Your goal: Without the pictures, reproduce the records that follow exactly.

Records from a data source
▼

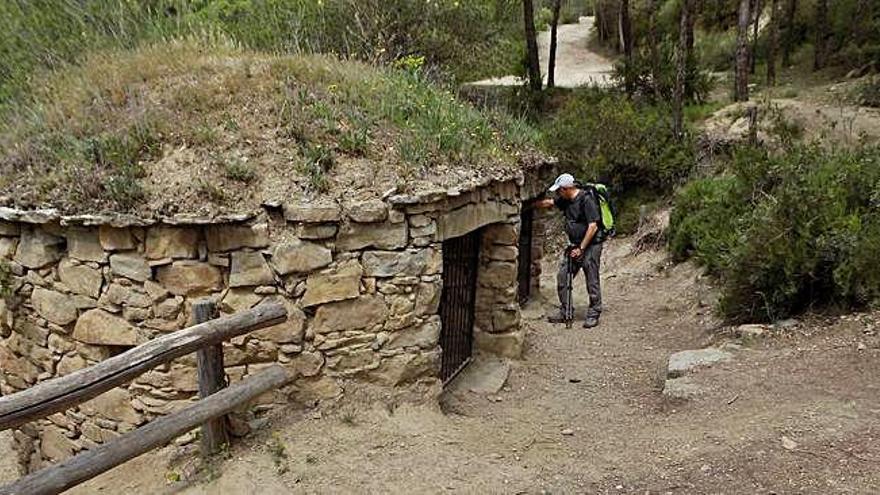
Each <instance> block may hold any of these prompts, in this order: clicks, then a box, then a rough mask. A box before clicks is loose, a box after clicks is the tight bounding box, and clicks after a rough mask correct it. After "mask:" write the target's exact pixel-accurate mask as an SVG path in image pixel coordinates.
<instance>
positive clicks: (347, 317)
mask: <svg viewBox="0 0 880 495" xmlns="http://www.w3.org/2000/svg"><path fill="white" fill-rule="evenodd" d="M386 314H387V307H386V306H385V301H384V300H383V299H382V297H381V296H365V297H361V298H358V299H351V300H348V301H342V302H336V303H331V304H325V305H323V306H321V307H319V308H318V310H317V312H316V313H315V319H314V321H313V322H312V328H313V329H314V331H315V333H318V334H325V333H330V332H344V331H347V330H362V329H369V328H371V327H373V326H375V325H378V324H380V323H382V322H383V321H384V320H385V316H386ZM354 315H357V316H354Z"/></svg>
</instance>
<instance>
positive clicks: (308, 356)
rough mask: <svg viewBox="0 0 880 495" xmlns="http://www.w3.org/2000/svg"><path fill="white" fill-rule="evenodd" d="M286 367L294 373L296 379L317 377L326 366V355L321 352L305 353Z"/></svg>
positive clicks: (299, 356)
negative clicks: (324, 366) (325, 361)
mask: <svg viewBox="0 0 880 495" xmlns="http://www.w3.org/2000/svg"><path fill="white" fill-rule="evenodd" d="M285 366H286V367H287V368H289V369H291V370H292V371H293V373H294V376H295V377H300V376H304V377H312V376H317V375H318V373H320V372H321V368H322V367H323V366H324V355H323V354H321V353H320V352H303V353H302V354H300V355H299V356H297V357H295V358H293V359H292V360H291V361H290V362H289V363H287V364H286V365H285Z"/></svg>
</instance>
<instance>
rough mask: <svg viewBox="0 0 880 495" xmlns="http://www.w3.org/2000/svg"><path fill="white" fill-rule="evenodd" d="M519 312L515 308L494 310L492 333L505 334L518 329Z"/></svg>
mask: <svg viewBox="0 0 880 495" xmlns="http://www.w3.org/2000/svg"><path fill="white" fill-rule="evenodd" d="M519 324H520V311H519V307H515V308H496V309H495V311H493V312H492V333H500V332H507V331H510V330H514V329H517V328H519Z"/></svg>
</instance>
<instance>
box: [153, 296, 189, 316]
mask: <svg viewBox="0 0 880 495" xmlns="http://www.w3.org/2000/svg"><path fill="white" fill-rule="evenodd" d="M181 306H182V304H181V302H180V301H178V300H177V299H175V298H168V299H165V300H164V301H162V302H160V303H159V304H157V305H156V306H155V307H154V308H153V313H154V314H155V316H156V318H162V319H165V320H174V319H175V318H177V315H179V314H180V308H181Z"/></svg>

▲

Solution:
Each <instance> block may hold any of these prompts, in this order: clicks, then a box, then a rough mask. A box before clicks is loose, a box after clicks is the tight bounding box, and clicks after a rough mask correct it. After "mask:" write the target's exact pixel-accurate mask as an SVG path in image pixel coordinates.
<instance>
positive clicks: (347, 317)
mask: <svg viewBox="0 0 880 495" xmlns="http://www.w3.org/2000/svg"><path fill="white" fill-rule="evenodd" d="M386 314H387V307H386V306H385V301H384V300H383V299H382V297H381V296H365V297H361V298H358V299H351V300H348V301H342V302H336V303H331V304H325V305H323V306H321V307H319V308H318V310H317V312H316V313H315V319H314V321H313V322H312V328H313V329H314V331H315V333H318V334H325V333H330V332H344V331H347V330H362V329H369V328H371V327H373V326H375V325H378V324H380V323H382V322H383V321H384V320H385V316H386ZM354 315H357V316H354Z"/></svg>
</instance>
<instance>
positive clicks: (308, 356)
rough mask: <svg viewBox="0 0 880 495" xmlns="http://www.w3.org/2000/svg"><path fill="white" fill-rule="evenodd" d="M286 367L294 373L296 379L317 377L326 366V355L321 352L305 353Z"/></svg>
positive clicks: (299, 356)
negative clicks: (324, 366) (325, 361)
mask: <svg viewBox="0 0 880 495" xmlns="http://www.w3.org/2000/svg"><path fill="white" fill-rule="evenodd" d="M285 366H286V367H287V368H289V369H291V370H292V371H293V373H294V376H295V377H300V376H304V377H312V376H317V375H318V373H320V372H321V368H322V367H323V366H324V355H323V354H321V353H320V352H303V353H302V354H300V355H299V356H297V357H295V358H293V359H292V360H291V361H290V362H289V363H287V364H286V365H285Z"/></svg>
</instance>
<instance>
rough mask: <svg viewBox="0 0 880 495" xmlns="http://www.w3.org/2000/svg"><path fill="white" fill-rule="evenodd" d="M519 312L515 308L494 310L492 333L505 334L518 329Z"/></svg>
mask: <svg viewBox="0 0 880 495" xmlns="http://www.w3.org/2000/svg"><path fill="white" fill-rule="evenodd" d="M519 324H520V311H519V307H515V308H496V309H495V311H493V312H492V333H500V332H507V331H510V330H514V329H517V328H519Z"/></svg>
</instance>
<instance>
box: [153, 296, 189, 316]
mask: <svg viewBox="0 0 880 495" xmlns="http://www.w3.org/2000/svg"><path fill="white" fill-rule="evenodd" d="M181 306H182V304H181V302H180V301H178V300H177V299H175V298H168V299H165V300H164V301H162V302H160V303H159V304H157V305H156V306H155V307H154V308H153V313H154V314H155V316H156V318H162V319H165V320H174V319H175V318H177V315H179V314H180V308H181Z"/></svg>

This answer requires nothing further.